▶ [EXERCISE AIM]
From the material below, list every line containing "object".

▶ [AVAILABLE RECORDS]
***

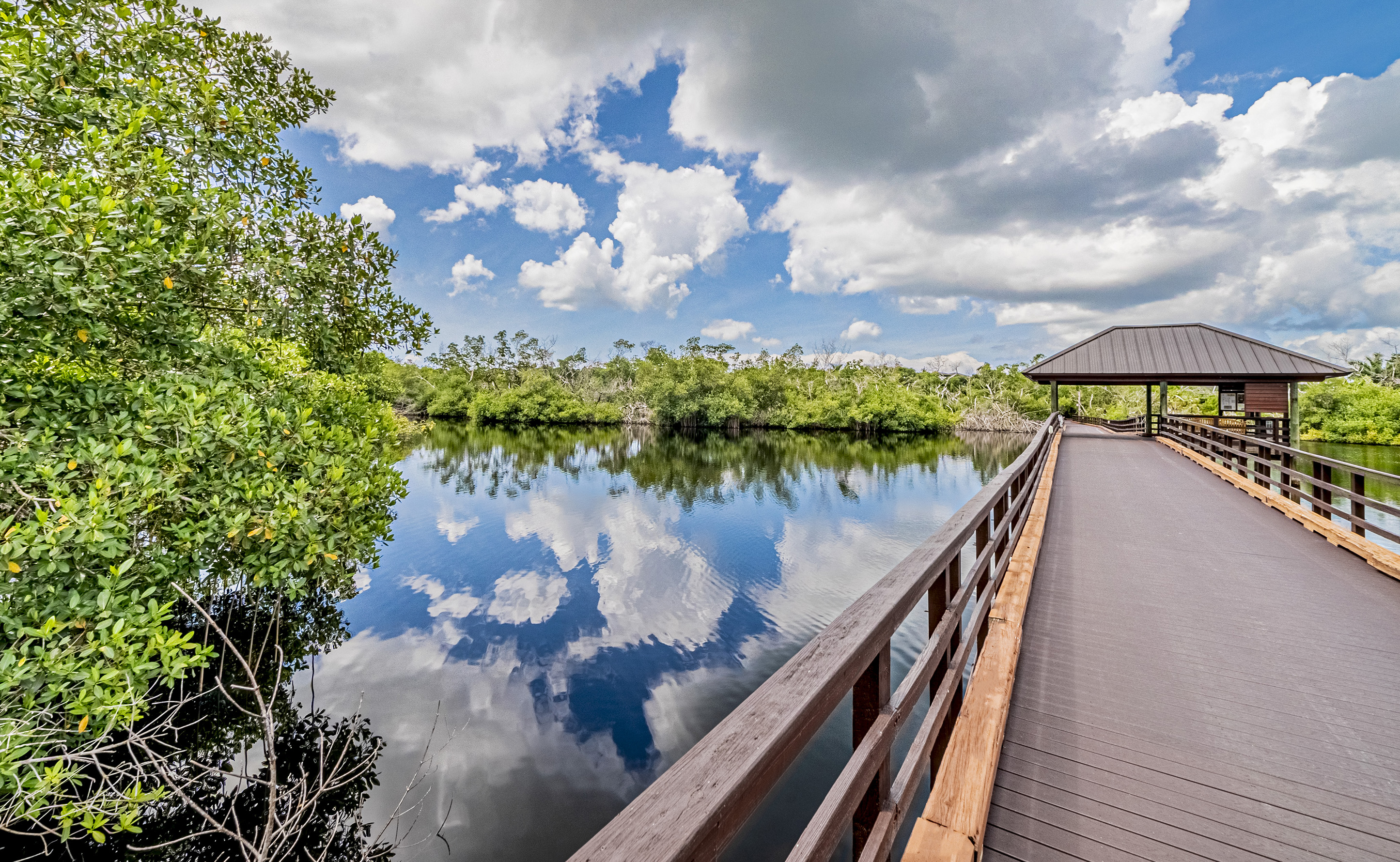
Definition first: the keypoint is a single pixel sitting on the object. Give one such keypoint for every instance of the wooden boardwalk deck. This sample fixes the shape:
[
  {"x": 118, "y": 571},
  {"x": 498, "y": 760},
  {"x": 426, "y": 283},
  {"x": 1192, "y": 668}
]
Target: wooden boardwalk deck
[{"x": 1199, "y": 678}]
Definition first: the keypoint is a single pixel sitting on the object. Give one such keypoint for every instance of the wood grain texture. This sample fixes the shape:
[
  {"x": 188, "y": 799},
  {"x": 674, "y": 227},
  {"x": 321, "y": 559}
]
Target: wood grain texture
[
  {"x": 962, "y": 790},
  {"x": 934, "y": 843},
  {"x": 1380, "y": 557}
]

***

▶ [TASK RESULT]
Definition first: the keypoint is a single pixel sitting on the object. Give one such keypoint for every instance of the wooden boardwalk deck. This sample fixes the shape:
Definition first: the keypoint is a single pixel sitting on the object. Give one such keypoint for every instance of the wood grain texture. This sample fixes the shape:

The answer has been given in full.